── DATA RECORDS ──

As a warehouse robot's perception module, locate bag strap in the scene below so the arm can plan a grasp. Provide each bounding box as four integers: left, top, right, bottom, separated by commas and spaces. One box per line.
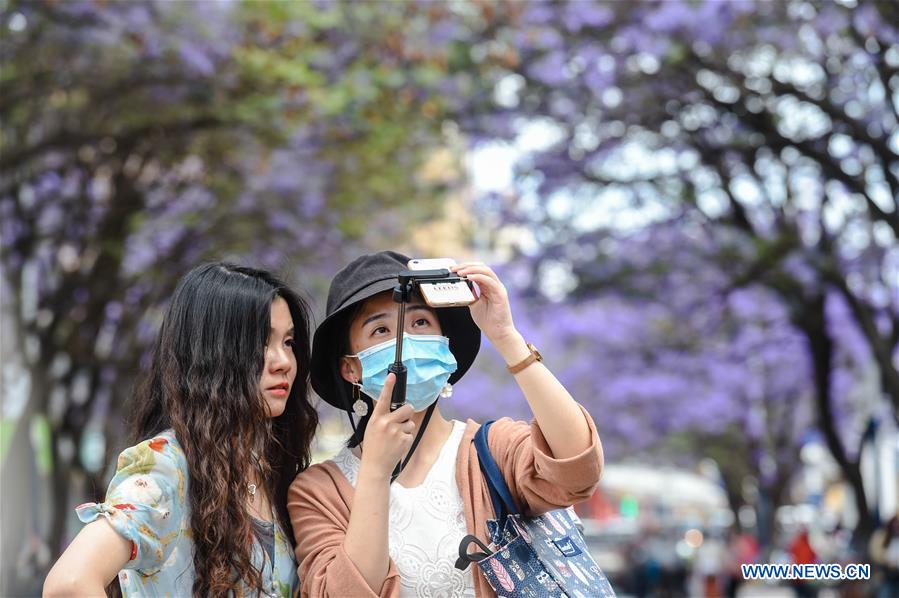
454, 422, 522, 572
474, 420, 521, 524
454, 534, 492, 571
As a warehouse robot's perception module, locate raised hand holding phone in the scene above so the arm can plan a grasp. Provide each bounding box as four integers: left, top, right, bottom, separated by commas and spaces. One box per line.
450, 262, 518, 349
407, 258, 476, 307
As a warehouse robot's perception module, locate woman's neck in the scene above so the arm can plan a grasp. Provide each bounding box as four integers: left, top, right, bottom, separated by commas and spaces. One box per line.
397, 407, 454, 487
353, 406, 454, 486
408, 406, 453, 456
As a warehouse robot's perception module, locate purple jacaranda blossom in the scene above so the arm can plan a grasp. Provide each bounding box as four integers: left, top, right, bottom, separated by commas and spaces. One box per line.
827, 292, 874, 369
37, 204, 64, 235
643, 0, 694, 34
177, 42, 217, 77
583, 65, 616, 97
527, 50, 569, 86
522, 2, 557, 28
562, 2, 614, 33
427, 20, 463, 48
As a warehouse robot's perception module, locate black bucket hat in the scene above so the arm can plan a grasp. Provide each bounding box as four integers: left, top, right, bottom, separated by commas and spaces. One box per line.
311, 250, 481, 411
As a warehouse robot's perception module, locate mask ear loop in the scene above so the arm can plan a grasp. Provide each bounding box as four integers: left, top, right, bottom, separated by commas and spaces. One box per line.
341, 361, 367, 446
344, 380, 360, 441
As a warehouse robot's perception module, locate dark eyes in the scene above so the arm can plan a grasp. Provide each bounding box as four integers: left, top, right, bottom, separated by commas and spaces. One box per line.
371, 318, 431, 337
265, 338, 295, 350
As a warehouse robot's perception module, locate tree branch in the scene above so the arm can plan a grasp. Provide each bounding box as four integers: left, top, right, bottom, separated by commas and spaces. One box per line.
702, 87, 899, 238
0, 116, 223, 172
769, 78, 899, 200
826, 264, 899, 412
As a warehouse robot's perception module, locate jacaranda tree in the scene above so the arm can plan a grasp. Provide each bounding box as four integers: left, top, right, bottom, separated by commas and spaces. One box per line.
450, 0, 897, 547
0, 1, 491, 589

───

* **EXERCISE PROMPT**: Only one span of lines is wanted: the line with "As a warehouse robot's perception module, locate tree" and every line after it to the end of the entries, output exactly.

* **SOLUTION**:
As a warehouse robot's perception module, locate tree branch in the scene above so the arm can plan a grasp. Provide each bounding box as four integers: left, top, right, bottom, separated by commas and spaces. One box per line.
702, 87, 899, 238
0, 116, 223, 172
769, 78, 899, 200
826, 264, 899, 412
As a warehouse robot's perception module, locate jacaranda tree in the scene above so the arm can plan a grasp. Provide each bounding box as four integers: left, top, right, bottom, separated by commas and spaces. One box per line.
450, 0, 897, 547
0, 1, 491, 589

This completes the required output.